> _Directions_:
1. In the branding text, what drives most of our purchasing decisions?
2. Using the branding text, explain why Amazon keeps encouraging people to buy the button that adds a favorite product to their shopping cart.

If I asked you to close your eyes and tell me what brand of soap you use, could you? Or could you kinda/sorta remember what the bottle looks like? What about the brand of milk? What brand is your favorite pen? Do you remember the brand of TV you own?

Chances are, these brands are pretty fuzzy in your brain. What you likely remember is a general shape or color of the package, so that when it is time to get more, you go to the store and recognize the brand you use. Recognition drives most of our purchasing decisions.

Isn’t that weird? All of those companies spend money to remind you what brands you like, but you can’t recall them until you are facing a wall of unfamiliar brand names and product.

Now change the game. What happens when you stop going to the store to be faced with that wall of options but instead are going to a website to buy these things? What happens when you see a blank search bar and have to type in exactly what you want?

This is how consumer brand marketing is changing. It is no longer enough to be someone’s favorite product or brand if they only remember the name when they see it in the store. Now, you have to be so remarkable, so memorable, that your customer knows exactly what to type into the search bar to get what they want and not get distracted by alternates. Consumer branding is moving from recognition into recall: they need you to remember what you like and want because the blank search bar isn’t going to show you options.

(This is why Amazon keeps encouraging to buy that button you can press to add your favorite soap or pen to your shopping cart – because they know the cognitive load of asking you to remember all your favorite brands is a huge burden and if they can ease that burden, you stay a customer.)

The same revolution is happening in employer brand.

Instead of store shelves, we face the reality of the job board. When a candidate types in Account Manager or ICU Nurse, they are instantly met with a custom result that looks and feels like a store shelf, filled mostly with brands you hardly know. The job board is effectively saying, “here are your choices!” and leaves you to them.

To be successful, most employer branding is focused on encouraging the candidate to recall something positive about the brand when the logo popped up next to the job posting. As the job seeker scrolled through the results, they would remember that they had heard good things about your company and would open the job posting to learn more. This was the win. By increasing the number of people who had that reaction upon seeing your logo, you could say that your employer brand was making an impact on your candidate pipeline.

> _Provided records_:
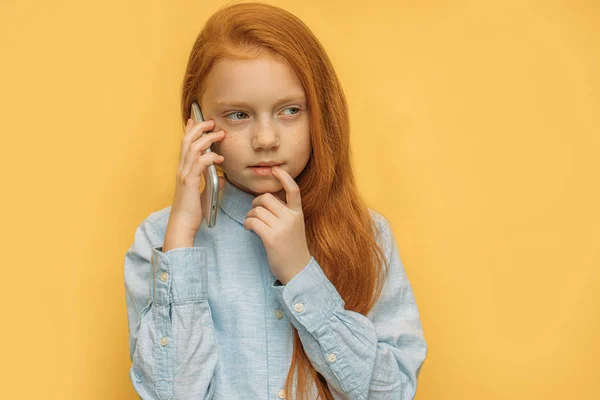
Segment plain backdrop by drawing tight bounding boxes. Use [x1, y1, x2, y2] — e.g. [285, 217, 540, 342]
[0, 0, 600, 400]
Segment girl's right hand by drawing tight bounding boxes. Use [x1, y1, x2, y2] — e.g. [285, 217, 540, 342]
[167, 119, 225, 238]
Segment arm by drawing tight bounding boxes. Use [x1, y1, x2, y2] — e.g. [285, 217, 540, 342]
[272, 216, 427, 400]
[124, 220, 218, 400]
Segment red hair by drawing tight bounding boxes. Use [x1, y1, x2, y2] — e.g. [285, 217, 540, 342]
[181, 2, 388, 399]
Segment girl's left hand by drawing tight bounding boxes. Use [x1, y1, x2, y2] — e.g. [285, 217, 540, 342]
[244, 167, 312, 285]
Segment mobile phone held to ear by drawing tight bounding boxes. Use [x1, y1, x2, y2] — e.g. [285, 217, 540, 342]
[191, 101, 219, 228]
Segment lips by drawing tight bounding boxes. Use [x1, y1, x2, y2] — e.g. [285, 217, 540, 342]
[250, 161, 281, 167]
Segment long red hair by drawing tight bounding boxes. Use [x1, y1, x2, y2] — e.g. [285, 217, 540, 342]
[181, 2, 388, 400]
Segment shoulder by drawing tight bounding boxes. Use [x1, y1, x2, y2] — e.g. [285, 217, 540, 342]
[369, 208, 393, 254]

* * *

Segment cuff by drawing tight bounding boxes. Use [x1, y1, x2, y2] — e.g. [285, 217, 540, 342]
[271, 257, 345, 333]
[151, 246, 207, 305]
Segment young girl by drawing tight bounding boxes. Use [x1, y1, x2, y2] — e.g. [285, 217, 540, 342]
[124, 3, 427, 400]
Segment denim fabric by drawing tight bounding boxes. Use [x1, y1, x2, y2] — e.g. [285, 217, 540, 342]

> _Responses by task_:
1. Recognition.

2. Amazon knows that asking people to remember all their favorite brands is a heavy cognitive burden. If it can ease that burden, they stay customers.